Change every "thickest part" in the lines below to "widest part" and leave all other wording as it stands.
┄┄┄┄┄┄┄┄┄┄┄┄┄┄┄┄┄┄┄┄
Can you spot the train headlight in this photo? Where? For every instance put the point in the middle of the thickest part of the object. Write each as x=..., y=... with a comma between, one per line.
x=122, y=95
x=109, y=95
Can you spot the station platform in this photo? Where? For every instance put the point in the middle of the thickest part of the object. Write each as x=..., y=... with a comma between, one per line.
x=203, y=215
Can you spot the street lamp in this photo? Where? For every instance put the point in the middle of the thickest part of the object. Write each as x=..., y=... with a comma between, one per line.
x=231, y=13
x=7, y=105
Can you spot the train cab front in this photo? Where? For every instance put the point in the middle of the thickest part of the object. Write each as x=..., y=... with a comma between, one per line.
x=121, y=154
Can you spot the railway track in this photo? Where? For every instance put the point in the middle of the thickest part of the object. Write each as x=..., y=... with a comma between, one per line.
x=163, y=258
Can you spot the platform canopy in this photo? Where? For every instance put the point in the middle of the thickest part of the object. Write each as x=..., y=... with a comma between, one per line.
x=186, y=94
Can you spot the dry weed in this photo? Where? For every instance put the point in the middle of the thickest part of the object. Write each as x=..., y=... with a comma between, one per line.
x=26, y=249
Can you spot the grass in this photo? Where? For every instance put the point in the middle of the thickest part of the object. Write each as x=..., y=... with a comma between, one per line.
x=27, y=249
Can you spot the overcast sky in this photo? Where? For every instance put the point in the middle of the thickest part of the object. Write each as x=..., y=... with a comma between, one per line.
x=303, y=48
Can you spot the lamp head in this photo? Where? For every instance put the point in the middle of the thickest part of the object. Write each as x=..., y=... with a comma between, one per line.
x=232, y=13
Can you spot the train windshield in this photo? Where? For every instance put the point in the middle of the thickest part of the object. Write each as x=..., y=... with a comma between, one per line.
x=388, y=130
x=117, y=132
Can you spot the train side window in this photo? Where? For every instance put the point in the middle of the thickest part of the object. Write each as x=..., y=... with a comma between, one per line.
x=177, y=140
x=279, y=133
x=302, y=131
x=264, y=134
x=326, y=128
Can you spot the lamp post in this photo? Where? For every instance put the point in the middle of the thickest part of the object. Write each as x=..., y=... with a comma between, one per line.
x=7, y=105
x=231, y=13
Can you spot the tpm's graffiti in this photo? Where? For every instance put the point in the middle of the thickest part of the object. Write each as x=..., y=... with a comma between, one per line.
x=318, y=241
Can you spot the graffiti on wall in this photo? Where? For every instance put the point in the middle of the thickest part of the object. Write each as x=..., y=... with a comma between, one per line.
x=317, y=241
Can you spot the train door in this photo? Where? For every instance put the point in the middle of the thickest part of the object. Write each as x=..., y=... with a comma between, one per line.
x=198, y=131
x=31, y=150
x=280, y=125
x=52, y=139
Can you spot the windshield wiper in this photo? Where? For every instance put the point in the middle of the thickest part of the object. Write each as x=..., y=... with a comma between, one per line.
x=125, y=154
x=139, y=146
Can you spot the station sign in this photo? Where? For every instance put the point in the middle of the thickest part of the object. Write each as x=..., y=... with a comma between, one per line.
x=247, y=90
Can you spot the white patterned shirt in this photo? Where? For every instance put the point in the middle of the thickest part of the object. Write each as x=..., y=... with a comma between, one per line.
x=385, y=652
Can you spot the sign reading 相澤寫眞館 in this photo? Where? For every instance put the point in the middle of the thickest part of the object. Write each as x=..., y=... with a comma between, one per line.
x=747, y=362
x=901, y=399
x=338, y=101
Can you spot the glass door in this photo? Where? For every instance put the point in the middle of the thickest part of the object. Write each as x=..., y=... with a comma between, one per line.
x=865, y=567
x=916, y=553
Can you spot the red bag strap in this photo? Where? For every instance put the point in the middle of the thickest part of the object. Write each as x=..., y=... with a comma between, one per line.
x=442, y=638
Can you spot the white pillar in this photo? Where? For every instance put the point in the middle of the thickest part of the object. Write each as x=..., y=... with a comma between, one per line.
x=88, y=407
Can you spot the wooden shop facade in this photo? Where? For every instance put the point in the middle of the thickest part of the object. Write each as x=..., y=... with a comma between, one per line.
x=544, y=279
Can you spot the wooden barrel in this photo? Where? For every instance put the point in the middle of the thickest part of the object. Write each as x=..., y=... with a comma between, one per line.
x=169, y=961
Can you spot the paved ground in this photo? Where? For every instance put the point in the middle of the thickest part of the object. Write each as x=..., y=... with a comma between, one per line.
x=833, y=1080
┄┄┄┄┄┄┄┄┄┄┄┄┄┄┄┄┄┄┄┄
- _Final result_
Can you spot the train headlight in this photo? Where? For every instance put the point in the middle of the widest part of the object. Write each as x=..., y=... with a comma between, one per line.
x=122, y=95
x=109, y=95
Can you spot the station platform in this photo? Where? For every instance put the point in the middle of the widest part of the object. Write each as x=..., y=... with a comma between, one per line.
x=203, y=215
Can you spot the street lamp in this photo? Where? For every instance put the point in the middle of the widest part of the object. Write each as x=..., y=... with a comma between, one per line.
x=231, y=13
x=7, y=105
Can you spot the train cab front in this photo? Where? For every instance put the point in the middle of the widest part of the object. Write each as x=..., y=... with a comma between, one per line.
x=121, y=154
Can you spot the railway track in this photo? Where? For every instance put the point in the middle of the widest part of the object. Write each as x=..., y=... with a comma between, one per line.
x=163, y=258
Can you spot the platform canopy in this photo? Where? For every instance put the point in the middle of the widest part of the object. Write each as x=..., y=... with a comma between, one per line.
x=186, y=94
Can you spot the dry weed in this photo? Where? For every instance put the point in the middle of the widest part of the object. Write each as x=..., y=... with a comma between, one per line.
x=26, y=249
Can you spot the grass in this photo? Where? For every instance put the point in the middle of the widest part of the object. Write each as x=..., y=... with a comma between, one per line.
x=27, y=249
Can you spot the overcast sky in this photo? Where? For every instance put the point in the middle of the widest part of the object. Write each as x=..., y=... with a comma between, one per line.
x=303, y=48
Can you spot the lamp head in this photo? Where? For every instance put the point in the middle of the widest part of the object. Write each as x=..., y=... with a comma between, one per line.
x=232, y=13
Can you spot the train windshield in this photo? Where? For every instance put the point in the middle of the widest part of the object. Write each as x=..., y=... with a comma between, one per line.
x=388, y=130
x=117, y=132
Can you spot the train side window in this photo? Where? For every instance put the point in the middle of the widest part of the object. Write each as x=..., y=... with a comma between, one per line.
x=177, y=140
x=279, y=133
x=302, y=131
x=264, y=134
x=326, y=128
Can you spot the lamp post in this photo? Where? For every instance put the point in the middle of the widest part of the object. Write each as x=..., y=... with a comma between, one per line.
x=7, y=105
x=231, y=13
Can you spot the tpm's graffiti in this photo? Where? For every instance put the point in the middle of the widest part of the object. Write each as x=..., y=... with a comma between, one per line.
x=318, y=241
Can you spot the graffiti on wall in this photo? Where? For every instance put the point in the middle of the widest part of the object. Write each as x=..., y=... with a comma between, one per line.
x=317, y=241
Can you spot the train door in this photo? Where? For every instance put the point in the middle of the widest part of the object. Write each as x=..., y=... with a comma between, one per line.
x=198, y=131
x=31, y=150
x=280, y=125
x=52, y=139
Can you spot the windshield wiper in this photo? Where? For every instance put the point in the middle of the widest part of the object. Write each as x=..., y=... with a comma between, one per line.
x=125, y=154
x=139, y=146
Can you spot the station sign in this photo? Where? For every instance put the point in the middle of the widest part of the object. Write each as x=..., y=... with a comma between, one per line.
x=247, y=90
Can you spot the white patterned shirt in this photo? Where? For every instance put the point in the middle of the widest part of the object. Write each as x=..., y=... with a comma between, one per line.
x=385, y=652
Can you spot the sign reading 相澤寫眞館 in this photo? Where? For every instance put the point in the middle of the widest part of the object. Write each as x=..., y=... with a comma between, one per line.
x=747, y=362
x=901, y=399
x=338, y=101
Can you spot the glass door in this photo? Where? For every instance put the point in the middle of the widest part of the object. Write each as x=..., y=... with a comma between, one per line.
x=865, y=567
x=916, y=553
Can you spot the red bag strap in this photo? Where? For every instance put the point in the middle of the widest part of the object. Write each as x=..., y=... with a comma between, one per line.
x=442, y=638
Can you spot the white pillar in this photo? Where? For every instance put the point in the middle of the widest part of the object. Write each as x=..., y=... with a comma between, one per line.
x=88, y=407
Can you spot the wooden shop facade in this photo? Where? For every instance put the point in the middle of the widest part of the object. Write each as x=..., y=... with a comma between, one per line.
x=544, y=279
Can you spot the wooden barrel in this photo? Where? For every instance put the point in the middle of the widest part of the object. Write each as x=..., y=... with a comma between, one per line.
x=169, y=961
Can you spot the paved ground in this photo? Where? For every instance put the point in the middle of the widest part of the object. Write each as x=..., y=... with a comma between, one per line.
x=833, y=1080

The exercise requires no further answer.